TASK DETAILS = Collect each line in the items below that contains the string "wire".

Start SUPPLIED DATA

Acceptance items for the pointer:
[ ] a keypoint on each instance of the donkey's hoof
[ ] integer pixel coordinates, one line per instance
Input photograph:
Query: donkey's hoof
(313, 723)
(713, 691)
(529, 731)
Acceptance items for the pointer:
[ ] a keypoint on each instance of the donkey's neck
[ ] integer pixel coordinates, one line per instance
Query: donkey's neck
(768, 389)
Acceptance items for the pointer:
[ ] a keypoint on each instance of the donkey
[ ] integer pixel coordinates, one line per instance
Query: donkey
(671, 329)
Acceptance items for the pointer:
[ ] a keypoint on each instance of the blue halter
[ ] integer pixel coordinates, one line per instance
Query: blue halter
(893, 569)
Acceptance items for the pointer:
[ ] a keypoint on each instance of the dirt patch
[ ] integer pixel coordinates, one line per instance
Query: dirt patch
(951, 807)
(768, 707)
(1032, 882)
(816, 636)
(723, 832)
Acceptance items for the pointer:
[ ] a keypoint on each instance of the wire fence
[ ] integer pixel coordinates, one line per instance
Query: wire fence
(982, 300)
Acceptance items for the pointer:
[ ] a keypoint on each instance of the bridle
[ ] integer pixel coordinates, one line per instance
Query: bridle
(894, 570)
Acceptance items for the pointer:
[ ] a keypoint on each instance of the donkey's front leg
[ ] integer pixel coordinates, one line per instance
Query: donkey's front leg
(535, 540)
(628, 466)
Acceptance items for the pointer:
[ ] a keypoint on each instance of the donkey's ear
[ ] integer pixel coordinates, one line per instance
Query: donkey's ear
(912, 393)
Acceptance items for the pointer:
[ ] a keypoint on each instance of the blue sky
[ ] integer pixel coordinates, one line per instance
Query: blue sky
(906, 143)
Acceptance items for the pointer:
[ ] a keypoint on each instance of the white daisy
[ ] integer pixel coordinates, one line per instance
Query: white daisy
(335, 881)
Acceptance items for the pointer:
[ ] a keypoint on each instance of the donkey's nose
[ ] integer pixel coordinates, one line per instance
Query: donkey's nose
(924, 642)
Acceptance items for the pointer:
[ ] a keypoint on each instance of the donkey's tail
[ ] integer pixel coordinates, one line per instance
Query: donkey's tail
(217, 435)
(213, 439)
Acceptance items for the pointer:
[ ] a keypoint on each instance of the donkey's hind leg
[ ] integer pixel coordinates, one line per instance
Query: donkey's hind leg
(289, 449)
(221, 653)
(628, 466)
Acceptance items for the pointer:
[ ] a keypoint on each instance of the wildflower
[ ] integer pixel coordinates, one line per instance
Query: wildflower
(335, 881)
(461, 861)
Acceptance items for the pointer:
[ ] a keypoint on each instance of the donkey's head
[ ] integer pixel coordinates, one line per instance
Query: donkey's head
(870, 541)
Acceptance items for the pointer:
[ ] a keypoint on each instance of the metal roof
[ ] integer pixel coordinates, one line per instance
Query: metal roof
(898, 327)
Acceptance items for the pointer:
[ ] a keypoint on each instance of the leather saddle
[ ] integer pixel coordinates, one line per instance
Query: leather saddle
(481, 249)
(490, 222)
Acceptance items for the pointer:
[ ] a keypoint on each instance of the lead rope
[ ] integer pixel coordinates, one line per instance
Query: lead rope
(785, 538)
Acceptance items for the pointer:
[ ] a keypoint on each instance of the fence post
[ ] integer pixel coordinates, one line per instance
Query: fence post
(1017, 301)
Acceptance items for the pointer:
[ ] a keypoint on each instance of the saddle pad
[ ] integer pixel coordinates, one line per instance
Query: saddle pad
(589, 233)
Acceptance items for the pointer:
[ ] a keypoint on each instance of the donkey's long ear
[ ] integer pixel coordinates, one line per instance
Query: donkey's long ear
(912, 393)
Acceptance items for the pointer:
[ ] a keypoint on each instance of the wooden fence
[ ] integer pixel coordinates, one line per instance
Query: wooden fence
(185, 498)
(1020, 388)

End SUPPLIED DATA

SOLVED PROBLEM =
[ ] a keypoint on each instance of the wire fence
Query: wire fence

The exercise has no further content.